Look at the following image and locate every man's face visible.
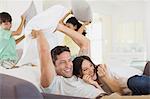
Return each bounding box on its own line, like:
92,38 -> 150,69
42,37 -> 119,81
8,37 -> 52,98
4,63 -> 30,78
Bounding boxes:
55,51 -> 73,78
0,21 -> 12,30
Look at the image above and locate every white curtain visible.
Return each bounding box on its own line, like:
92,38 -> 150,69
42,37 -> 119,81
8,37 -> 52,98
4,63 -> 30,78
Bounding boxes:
87,13 -> 102,64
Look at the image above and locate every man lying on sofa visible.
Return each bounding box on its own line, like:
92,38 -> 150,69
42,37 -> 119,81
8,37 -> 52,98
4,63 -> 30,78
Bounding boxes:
32,22 -> 127,98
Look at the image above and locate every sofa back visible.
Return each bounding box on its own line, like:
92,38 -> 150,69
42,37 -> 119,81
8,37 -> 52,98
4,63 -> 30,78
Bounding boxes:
0,73 -> 43,99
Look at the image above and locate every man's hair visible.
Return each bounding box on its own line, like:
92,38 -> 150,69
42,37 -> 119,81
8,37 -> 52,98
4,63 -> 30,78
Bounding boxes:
51,46 -> 70,65
0,12 -> 12,24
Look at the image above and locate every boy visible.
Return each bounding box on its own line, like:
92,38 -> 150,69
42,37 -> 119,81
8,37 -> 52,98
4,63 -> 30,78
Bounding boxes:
0,12 -> 25,69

================================

- **Work instructions**
Quote the records in their entirety, keeping the wording exact and excluding pictures.

- **Answer to this problem**
Look at the following image and locate every man's face visible.
Return each bounding box on its own line, like:
92,38 -> 150,69
42,37 -> 119,81
8,37 -> 52,98
4,63 -> 30,78
Bounding boxes:
55,51 -> 73,78
0,21 -> 12,30
Look at the image above and locate every white curtain visible.
Return each bounding box on its own line, like:
92,38 -> 150,69
42,37 -> 119,81
8,37 -> 52,98
4,63 -> 30,78
Bounding boxes:
87,13 -> 102,64
Look at the image above and locate every man lying on sofa visible.
Return each bounding box on its own line, like:
92,38 -> 150,69
42,37 -> 119,81
8,37 -> 52,98
4,63 -> 30,78
Bounding boxes:
32,22 -> 127,98
Look at the image above and locate every sofa back visible.
Return each bounding box on its own line, like:
92,38 -> 150,69
42,37 -> 119,81
8,37 -> 52,98
4,63 -> 30,78
Bounding boxes:
0,73 -> 43,99
Look at the image above and locate every man's hair visible.
Return each bounding box on its own line, like:
92,38 -> 150,69
42,37 -> 119,81
8,37 -> 52,98
4,63 -> 30,78
Bounding boxes:
51,46 -> 70,65
0,12 -> 12,24
Look at the image above and locate every boy visible.
Return each bounding box on its own line, like:
92,38 -> 150,69
42,37 -> 119,81
8,37 -> 52,98
4,63 -> 30,78
Bounding boxes:
0,12 -> 25,69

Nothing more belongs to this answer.